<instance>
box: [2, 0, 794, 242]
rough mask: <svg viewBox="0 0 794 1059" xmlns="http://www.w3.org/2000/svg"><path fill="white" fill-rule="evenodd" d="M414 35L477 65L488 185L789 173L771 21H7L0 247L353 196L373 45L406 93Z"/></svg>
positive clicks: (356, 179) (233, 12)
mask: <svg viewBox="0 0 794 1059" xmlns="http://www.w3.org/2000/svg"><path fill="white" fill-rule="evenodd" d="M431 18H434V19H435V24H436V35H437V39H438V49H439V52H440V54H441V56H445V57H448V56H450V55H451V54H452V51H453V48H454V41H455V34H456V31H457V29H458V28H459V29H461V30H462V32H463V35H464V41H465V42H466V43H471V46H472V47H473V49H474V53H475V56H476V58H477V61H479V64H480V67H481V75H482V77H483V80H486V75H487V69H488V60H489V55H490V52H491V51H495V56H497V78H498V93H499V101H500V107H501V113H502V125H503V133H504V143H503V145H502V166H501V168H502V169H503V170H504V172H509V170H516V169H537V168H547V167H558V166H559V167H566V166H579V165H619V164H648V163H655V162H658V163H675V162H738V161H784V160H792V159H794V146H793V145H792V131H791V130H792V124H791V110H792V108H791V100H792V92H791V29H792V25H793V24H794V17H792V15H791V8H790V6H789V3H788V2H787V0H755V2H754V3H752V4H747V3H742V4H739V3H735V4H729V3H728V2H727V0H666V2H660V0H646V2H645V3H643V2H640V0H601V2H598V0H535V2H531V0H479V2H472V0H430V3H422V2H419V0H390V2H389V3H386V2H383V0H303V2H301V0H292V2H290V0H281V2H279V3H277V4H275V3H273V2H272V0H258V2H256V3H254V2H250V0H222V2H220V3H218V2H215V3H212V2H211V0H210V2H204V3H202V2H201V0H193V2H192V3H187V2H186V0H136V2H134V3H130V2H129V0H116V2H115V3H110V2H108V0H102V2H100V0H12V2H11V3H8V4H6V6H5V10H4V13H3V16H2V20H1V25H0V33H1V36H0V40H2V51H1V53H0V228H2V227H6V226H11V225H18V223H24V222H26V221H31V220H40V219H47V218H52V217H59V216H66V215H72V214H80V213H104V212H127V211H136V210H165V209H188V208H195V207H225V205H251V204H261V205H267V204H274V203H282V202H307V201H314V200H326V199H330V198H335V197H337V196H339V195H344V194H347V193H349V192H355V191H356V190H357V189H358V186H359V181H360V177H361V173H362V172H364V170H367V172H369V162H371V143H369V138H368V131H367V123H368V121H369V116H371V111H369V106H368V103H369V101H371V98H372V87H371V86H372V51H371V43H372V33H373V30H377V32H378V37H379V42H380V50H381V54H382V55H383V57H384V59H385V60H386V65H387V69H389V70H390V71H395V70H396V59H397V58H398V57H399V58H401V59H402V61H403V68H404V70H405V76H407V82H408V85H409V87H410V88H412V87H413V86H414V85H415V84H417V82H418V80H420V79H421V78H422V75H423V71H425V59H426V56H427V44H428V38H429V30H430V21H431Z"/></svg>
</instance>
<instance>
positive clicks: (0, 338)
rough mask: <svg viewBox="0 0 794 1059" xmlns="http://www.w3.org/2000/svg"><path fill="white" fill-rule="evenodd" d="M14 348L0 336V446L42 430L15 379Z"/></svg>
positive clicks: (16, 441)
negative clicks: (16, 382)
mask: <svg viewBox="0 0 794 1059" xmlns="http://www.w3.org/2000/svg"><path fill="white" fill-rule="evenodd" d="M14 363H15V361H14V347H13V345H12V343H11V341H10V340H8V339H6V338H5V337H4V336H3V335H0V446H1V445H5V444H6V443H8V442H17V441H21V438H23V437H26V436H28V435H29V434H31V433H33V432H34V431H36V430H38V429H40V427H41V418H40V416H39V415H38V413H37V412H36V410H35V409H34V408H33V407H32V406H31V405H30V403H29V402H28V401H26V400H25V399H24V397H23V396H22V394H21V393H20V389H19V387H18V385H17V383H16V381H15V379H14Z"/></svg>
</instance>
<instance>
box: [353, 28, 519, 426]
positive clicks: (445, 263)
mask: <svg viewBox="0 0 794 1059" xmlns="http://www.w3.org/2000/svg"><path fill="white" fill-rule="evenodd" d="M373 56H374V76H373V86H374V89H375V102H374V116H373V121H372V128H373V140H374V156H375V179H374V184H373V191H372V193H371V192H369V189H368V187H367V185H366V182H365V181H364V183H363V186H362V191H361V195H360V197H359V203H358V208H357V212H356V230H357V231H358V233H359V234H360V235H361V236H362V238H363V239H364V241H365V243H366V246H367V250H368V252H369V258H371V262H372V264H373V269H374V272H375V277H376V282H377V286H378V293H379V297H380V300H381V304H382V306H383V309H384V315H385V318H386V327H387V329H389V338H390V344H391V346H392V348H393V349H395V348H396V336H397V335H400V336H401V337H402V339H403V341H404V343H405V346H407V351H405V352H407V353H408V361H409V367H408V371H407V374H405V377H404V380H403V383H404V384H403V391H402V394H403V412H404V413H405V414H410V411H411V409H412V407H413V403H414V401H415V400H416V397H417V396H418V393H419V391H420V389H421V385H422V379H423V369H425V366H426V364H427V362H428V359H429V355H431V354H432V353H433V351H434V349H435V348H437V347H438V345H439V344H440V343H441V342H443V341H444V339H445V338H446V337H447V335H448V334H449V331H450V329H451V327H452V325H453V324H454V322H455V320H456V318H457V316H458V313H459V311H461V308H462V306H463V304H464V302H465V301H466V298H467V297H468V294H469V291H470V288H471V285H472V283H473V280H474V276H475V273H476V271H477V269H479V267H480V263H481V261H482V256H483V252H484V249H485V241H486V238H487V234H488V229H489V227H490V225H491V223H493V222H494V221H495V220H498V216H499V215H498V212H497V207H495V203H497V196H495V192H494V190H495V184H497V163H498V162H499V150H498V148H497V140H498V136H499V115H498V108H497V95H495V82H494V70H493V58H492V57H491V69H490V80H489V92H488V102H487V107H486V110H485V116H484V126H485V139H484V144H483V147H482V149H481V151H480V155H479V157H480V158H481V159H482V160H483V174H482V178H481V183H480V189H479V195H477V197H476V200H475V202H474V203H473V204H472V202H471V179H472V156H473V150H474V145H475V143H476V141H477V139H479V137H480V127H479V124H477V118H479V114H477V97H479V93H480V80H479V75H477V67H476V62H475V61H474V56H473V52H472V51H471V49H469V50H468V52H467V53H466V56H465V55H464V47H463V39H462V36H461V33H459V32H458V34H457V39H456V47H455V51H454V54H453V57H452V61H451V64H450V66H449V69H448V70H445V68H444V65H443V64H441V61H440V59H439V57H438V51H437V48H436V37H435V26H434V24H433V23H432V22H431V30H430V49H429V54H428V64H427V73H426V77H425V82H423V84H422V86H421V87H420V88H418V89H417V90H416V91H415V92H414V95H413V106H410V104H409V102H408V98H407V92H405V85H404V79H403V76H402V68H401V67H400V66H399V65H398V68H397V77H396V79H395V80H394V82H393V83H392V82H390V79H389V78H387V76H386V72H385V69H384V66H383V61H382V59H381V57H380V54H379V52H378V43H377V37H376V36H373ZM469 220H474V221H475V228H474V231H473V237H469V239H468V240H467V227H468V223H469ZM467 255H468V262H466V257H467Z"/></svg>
——
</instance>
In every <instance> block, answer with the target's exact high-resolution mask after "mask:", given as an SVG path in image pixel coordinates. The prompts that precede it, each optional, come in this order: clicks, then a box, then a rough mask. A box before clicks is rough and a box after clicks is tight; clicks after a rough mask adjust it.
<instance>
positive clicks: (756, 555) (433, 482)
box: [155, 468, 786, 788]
——
## What you are asked to do
Extract exactly and only the lines above from the line containing "positive clicks: (0, 338)" through the line containing "box: [353, 28, 519, 426]", both end lines included.

## Answer for the task
positive clicks: (0, 338)
rough mask: <svg viewBox="0 0 794 1059" xmlns="http://www.w3.org/2000/svg"><path fill="white" fill-rule="evenodd" d="M14 348L0 336V446L42 430L15 379Z"/></svg>
positive clicks: (16, 441)
negative clicks: (16, 382)
mask: <svg viewBox="0 0 794 1059" xmlns="http://www.w3.org/2000/svg"><path fill="white" fill-rule="evenodd" d="M14 363H15V361H14V347H13V345H12V343H11V341H10V340H8V339H6V338H5V337H4V336H3V335H0V446H1V445H5V444H6V443H8V442H17V441H21V438H23V437H26V436H28V435H29V434H31V433H33V432H34V431H36V430H38V429H40V427H41V418H40V416H39V415H38V413H37V412H36V410H35V409H34V408H33V407H32V406H31V405H30V403H29V402H28V401H26V400H25V399H24V397H23V396H22V394H21V393H20V389H19V387H18V385H17V383H16V381H15V379H14Z"/></svg>
</instance>
<instance>
box: [353, 28, 519, 426]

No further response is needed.